_Recorded data:_
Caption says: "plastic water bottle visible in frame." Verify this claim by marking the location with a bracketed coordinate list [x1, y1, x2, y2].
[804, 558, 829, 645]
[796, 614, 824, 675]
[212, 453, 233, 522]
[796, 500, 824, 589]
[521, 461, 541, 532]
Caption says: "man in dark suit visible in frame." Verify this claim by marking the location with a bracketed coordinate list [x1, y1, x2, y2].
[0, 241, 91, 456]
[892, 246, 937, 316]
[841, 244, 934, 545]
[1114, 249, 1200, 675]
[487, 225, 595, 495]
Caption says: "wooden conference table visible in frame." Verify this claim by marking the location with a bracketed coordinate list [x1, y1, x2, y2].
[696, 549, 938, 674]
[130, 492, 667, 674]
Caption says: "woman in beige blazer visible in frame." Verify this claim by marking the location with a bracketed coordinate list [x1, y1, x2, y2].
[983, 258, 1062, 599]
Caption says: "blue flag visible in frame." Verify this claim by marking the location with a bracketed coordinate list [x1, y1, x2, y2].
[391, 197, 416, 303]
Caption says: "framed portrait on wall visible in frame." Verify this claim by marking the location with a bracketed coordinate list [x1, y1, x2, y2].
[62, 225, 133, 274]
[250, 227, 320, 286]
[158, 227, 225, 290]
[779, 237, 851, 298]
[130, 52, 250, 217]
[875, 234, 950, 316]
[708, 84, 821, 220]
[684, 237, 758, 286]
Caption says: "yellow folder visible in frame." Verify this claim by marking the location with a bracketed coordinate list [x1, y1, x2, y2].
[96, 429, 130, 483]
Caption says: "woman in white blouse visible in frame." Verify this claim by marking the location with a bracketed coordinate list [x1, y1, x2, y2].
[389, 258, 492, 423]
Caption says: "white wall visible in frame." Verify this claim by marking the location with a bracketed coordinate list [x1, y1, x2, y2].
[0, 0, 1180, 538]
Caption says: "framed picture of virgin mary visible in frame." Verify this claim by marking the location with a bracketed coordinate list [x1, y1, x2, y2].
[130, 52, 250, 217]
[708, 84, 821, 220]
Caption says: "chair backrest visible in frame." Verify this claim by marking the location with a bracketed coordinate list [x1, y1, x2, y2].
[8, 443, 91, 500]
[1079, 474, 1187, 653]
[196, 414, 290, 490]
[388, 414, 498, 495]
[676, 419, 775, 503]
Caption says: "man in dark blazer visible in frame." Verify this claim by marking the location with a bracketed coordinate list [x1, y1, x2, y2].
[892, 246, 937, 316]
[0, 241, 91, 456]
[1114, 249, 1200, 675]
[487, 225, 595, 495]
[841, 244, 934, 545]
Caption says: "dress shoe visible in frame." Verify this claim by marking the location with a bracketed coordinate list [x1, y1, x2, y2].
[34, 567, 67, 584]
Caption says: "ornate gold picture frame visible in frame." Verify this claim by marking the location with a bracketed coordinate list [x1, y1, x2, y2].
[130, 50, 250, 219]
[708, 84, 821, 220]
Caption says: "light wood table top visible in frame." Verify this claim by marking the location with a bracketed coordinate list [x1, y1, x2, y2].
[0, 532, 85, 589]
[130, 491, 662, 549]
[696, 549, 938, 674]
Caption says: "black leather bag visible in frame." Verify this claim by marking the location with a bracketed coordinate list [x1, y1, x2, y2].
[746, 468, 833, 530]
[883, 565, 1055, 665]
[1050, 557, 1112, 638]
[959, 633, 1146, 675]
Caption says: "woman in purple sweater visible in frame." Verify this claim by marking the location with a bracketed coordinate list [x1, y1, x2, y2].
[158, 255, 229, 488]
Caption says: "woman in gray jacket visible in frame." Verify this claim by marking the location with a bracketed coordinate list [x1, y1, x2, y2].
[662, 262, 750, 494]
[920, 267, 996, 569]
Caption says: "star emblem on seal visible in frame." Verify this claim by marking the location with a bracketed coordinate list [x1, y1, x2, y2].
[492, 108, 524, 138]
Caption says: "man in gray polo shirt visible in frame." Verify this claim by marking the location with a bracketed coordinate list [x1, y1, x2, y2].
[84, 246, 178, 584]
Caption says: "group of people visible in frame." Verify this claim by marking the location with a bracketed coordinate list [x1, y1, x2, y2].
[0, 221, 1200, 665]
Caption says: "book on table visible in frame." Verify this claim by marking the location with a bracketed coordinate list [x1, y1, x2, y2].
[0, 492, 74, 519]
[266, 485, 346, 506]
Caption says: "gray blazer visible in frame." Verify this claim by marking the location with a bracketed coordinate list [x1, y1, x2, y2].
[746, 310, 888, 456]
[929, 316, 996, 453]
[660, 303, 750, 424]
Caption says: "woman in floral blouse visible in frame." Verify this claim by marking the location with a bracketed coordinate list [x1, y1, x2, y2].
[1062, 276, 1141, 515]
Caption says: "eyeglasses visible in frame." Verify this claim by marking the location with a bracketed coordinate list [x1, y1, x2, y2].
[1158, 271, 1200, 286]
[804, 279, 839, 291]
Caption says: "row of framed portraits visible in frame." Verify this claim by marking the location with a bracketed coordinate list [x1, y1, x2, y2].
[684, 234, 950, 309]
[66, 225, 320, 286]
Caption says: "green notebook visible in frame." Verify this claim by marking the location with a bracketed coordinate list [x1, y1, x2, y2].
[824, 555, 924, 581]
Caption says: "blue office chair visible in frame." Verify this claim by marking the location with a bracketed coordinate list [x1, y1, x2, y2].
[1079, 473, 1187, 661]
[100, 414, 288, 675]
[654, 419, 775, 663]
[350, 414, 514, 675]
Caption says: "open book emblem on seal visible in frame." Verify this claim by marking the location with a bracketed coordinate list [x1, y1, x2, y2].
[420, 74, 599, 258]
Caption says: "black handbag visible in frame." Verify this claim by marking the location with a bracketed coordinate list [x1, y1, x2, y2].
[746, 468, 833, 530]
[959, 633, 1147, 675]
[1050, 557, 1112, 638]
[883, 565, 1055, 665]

_Task to carry out:_ Render the entries as a JSON list of strings, one string per line and no blank lines. Begin at the line that contains "book emblem on" and stop after the line that contains "[420, 74, 599, 258]".

_Written answer:_
[
  "Caption says: \"open book emblem on seal visible in frame.\" Verify this claim by marking the location with a bracketed coordinate list [x1, y1, x2, y2].",
  "[420, 74, 599, 258]"
]